RECORDS FOR THE TASK:
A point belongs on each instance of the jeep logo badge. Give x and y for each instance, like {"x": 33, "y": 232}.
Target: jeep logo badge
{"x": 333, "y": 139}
---
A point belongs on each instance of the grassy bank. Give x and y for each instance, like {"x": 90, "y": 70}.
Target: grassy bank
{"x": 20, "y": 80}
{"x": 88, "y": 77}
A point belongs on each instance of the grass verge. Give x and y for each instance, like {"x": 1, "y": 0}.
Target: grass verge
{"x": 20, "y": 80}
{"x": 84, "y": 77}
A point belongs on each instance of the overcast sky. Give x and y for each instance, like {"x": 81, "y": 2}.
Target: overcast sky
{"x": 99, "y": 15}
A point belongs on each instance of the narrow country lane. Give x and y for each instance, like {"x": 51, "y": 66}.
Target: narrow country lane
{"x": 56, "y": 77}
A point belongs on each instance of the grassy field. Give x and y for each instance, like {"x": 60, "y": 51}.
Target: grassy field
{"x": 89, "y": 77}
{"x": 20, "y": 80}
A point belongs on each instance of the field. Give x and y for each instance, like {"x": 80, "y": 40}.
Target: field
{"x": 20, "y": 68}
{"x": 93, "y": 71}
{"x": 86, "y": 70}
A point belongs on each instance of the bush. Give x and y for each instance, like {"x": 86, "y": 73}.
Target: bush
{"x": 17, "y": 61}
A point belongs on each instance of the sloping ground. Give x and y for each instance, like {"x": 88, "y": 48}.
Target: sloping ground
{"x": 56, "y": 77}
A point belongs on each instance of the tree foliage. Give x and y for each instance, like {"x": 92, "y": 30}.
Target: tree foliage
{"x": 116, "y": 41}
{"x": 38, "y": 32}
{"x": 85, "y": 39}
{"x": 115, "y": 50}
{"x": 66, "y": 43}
---
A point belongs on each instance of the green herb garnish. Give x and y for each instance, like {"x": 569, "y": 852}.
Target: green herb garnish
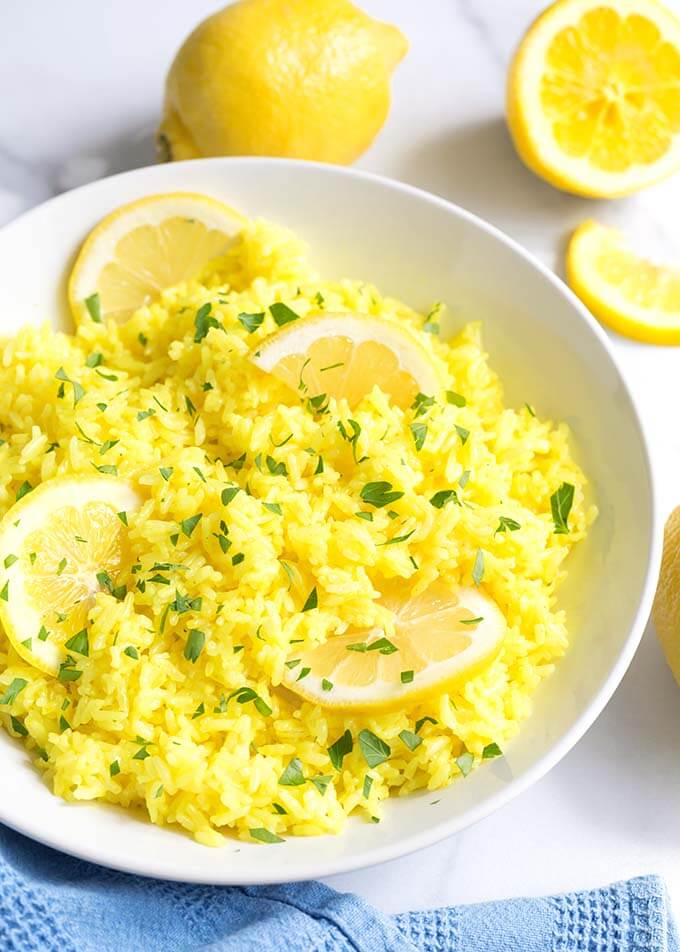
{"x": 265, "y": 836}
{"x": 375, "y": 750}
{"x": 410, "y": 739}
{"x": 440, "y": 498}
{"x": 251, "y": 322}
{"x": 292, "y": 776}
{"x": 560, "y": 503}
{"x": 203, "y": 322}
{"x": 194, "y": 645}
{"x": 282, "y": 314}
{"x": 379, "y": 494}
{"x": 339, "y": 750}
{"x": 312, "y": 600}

THE EXERCISE:
Count the lines in the rows above that contain the word "field", treating uppercase and lowercase as different. Reply with the number only.

ANSWER:
4